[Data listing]

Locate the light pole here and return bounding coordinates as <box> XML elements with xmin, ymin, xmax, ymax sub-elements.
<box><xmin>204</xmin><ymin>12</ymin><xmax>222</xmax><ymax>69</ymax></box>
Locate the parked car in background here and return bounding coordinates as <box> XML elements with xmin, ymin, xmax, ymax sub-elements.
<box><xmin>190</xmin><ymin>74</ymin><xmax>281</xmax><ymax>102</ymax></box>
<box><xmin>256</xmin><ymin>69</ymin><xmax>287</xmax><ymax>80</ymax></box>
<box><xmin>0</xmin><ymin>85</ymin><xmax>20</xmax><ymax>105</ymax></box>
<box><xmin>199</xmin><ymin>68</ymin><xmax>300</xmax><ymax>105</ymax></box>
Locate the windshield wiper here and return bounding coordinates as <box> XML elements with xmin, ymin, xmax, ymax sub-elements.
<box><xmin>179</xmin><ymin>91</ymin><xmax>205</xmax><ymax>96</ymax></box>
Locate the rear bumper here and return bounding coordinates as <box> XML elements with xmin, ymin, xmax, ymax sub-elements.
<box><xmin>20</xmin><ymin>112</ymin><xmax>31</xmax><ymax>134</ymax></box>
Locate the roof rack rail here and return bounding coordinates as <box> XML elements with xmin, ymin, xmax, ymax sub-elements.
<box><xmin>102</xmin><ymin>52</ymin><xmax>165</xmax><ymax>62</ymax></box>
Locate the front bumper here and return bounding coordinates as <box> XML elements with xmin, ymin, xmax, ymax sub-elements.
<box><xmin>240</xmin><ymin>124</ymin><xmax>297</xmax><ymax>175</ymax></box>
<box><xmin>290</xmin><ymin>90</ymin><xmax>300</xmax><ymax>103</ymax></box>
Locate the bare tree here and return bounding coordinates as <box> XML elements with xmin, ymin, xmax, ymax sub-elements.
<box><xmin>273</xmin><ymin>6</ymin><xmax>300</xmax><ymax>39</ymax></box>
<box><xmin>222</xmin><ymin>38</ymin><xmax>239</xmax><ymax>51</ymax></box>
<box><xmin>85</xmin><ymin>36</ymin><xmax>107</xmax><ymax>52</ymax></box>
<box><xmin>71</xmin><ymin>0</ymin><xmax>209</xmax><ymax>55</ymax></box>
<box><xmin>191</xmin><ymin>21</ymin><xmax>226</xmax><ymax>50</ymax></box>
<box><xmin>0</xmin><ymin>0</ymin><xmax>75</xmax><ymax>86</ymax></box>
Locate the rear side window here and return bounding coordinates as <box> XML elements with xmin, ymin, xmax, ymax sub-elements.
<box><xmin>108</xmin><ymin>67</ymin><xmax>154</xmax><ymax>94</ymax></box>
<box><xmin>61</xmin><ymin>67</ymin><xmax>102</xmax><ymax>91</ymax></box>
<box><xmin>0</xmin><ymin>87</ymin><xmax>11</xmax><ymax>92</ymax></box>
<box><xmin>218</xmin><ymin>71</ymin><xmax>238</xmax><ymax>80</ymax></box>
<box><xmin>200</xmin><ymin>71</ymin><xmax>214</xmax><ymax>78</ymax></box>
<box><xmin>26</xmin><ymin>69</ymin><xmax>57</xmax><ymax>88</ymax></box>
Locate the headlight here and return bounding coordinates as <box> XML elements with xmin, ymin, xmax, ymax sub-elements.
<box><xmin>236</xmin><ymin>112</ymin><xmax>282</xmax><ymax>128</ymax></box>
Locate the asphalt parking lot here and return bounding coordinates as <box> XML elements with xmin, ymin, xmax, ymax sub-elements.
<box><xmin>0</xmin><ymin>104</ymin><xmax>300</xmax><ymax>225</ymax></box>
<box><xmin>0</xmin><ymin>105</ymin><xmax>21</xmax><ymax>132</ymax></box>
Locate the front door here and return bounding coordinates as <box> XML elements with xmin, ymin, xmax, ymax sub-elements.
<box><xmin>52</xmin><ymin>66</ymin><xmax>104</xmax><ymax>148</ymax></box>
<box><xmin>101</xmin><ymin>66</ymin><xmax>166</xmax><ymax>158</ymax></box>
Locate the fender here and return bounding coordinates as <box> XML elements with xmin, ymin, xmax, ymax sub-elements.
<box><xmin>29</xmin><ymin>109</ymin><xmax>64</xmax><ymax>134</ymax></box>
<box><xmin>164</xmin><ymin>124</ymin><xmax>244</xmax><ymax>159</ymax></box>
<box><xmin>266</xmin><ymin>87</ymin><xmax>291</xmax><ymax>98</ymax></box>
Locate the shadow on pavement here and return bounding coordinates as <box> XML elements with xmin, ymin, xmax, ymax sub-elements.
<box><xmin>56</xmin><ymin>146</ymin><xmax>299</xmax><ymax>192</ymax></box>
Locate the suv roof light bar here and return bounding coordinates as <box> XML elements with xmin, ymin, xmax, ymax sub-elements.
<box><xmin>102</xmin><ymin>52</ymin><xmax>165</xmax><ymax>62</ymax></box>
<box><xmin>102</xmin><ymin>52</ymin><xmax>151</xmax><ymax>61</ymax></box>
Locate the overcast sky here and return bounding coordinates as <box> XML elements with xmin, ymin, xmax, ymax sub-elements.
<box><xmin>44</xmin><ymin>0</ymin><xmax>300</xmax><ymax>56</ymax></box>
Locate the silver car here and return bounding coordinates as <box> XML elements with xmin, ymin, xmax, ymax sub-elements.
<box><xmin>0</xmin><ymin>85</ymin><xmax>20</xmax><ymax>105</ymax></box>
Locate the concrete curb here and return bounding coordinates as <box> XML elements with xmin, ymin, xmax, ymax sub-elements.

**Task objective**
Count the rows above that contain the string "bumper", and give only that number.

**Solution to this exercise**
2